_Supplied material_
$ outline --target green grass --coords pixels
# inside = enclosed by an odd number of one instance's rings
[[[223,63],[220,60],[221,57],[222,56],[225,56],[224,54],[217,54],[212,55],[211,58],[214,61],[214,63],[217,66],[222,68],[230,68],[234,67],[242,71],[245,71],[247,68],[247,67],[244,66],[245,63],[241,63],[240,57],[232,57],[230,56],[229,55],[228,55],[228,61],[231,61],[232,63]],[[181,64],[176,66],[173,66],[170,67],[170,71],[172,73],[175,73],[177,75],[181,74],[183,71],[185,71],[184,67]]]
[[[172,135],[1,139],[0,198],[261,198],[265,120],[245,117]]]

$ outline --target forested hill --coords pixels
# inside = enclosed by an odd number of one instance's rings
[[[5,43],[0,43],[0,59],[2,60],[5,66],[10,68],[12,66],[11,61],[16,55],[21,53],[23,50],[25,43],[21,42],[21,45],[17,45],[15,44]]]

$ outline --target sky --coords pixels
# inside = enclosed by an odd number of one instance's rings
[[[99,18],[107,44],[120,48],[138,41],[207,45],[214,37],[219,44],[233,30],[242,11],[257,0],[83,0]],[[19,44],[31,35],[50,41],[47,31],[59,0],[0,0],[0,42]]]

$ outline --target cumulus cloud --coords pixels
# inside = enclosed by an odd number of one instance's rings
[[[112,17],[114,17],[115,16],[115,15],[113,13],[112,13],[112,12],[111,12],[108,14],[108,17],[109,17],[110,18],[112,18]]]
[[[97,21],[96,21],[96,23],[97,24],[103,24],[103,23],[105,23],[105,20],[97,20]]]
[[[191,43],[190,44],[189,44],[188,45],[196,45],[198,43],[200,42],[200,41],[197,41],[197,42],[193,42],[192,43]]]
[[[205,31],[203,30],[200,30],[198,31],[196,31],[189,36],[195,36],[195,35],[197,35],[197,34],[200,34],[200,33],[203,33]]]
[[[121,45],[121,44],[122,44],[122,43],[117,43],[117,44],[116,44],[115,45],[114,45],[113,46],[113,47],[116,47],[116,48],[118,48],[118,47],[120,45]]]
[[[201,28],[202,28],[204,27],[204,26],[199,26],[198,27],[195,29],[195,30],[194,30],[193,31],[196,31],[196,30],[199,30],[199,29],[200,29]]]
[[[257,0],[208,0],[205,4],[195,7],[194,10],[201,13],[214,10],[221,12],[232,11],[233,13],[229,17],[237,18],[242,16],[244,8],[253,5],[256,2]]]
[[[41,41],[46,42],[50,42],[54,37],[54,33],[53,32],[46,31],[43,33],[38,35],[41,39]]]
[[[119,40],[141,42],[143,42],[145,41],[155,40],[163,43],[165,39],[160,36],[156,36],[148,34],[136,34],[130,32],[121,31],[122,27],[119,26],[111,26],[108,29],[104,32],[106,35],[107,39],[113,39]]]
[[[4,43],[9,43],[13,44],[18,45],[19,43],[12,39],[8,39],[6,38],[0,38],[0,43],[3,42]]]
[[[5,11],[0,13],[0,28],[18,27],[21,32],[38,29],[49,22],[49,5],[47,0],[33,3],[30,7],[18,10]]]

_Task_
Emit the full listing verbatim.

_Complete answer_
$ outline --target green grass --coords pixels
# inside = enclosed by an odd number of one instance's rings
[[[223,63],[220,60],[221,57],[222,56],[225,56],[224,54],[217,54],[212,55],[211,58],[214,61],[214,63],[217,66],[222,68],[230,68],[234,67],[242,71],[245,71],[247,68],[247,67],[244,66],[245,63],[241,63],[240,57],[232,57],[230,56],[229,55],[228,55],[228,61],[231,61],[232,63]],[[181,64],[176,66],[173,66],[170,67],[170,71],[172,73],[175,73],[177,75],[181,74],[183,71],[185,71],[184,67]]]
[[[172,135],[1,139],[0,198],[261,198],[265,120],[245,117]]]

$ outline --target forested hill --coords pixels
# inside = enclosed by an odd number of one instance's rings
[[[5,43],[0,43],[0,59],[2,60],[5,66],[10,68],[12,66],[11,61],[16,55],[21,53],[23,50],[25,43],[21,42],[21,45],[17,45],[15,44]]]

$ outline --target sky --coords pixels
# inside = enclosed by an odd number of one instance's rings
[[[99,18],[107,44],[120,48],[138,41],[207,45],[214,37],[219,44],[233,30],[242,11],[257,0],[83,0]],[[19,44],[31,35],[50,41],[47,31],[59,0],[0,0],[0,42]]]

$ outline --target cumulus cloud --coords pixels
# inside = enclosed by an odd number of one instance's rings
[[[112,17],[114,17],[115,16],[115,15],[113,13],[112,13],[112,12],[111,12],[108,14],[108,17],[109,17],[110,18],[112,18]]]
[[[97,21],[96,21],[96,23],[97,24],[103,24],[103,23],[105,23],[105,20],[97,20]]]
[[[191,43],[190,44],[189,44],[188,45],[196,45],[198,43],[200,42],[200,41],[197,41],[197,42],[193,42],[192,43]]]
[[[205,31],[203,30],[200,30],[198,31],[196,31],[189,36],[195,36],[195,35],[197,35],[197,34],[200,34],[200,33],[203,33]]]
[[[121,45],[121,44],[122,44],[122,43],[117,43],[117,44],[116,44],[115,45],[114,45],[113,46],[113,47],[116,47],[116,48],[118,48],[118,47],[120,45]]]
[[[201,28],[202,28],[204,27],[204,26],[199,26],[198,27],[195,29],[195,30],[194,30],[193,31],[196,31],[196,30],[199,30],[199,29],[200,29]]]
[[[257,0],[208,0],[205,4],[195,7],[194,10],[201,13],[214,10],[221,12],[232,11],[233,13],[229,17],[237,18],[242,16],[244,8],[253,5],[256,2]]]
[[[41,41],[46,42],[50,42],[54,37],[54,33],[53,32],[46,31],[43,33],[38,35],[41,39]]]
[[[119,40],[141,42],[143,42],[145,41],[155,40],[163,43],[165,39],[160,36],[156,36],[148,34],[136,34],[130,32],[121,31],[122,27],[119,26],[111,26],[108,29],[104,32],[106,35],[107,39],[113,39]]]
[[[4,43],[9,43],[13,44],[18,45],[19,43],[12,39],[8,39],[6,38],[0,38],[0,43],[3,42]]]
[[[5,11],[0,13],[0,28],[18,27],[21,32],[38,29],[49,22],[49,5],[47,0],[33,3],[30,7],[18,10]]]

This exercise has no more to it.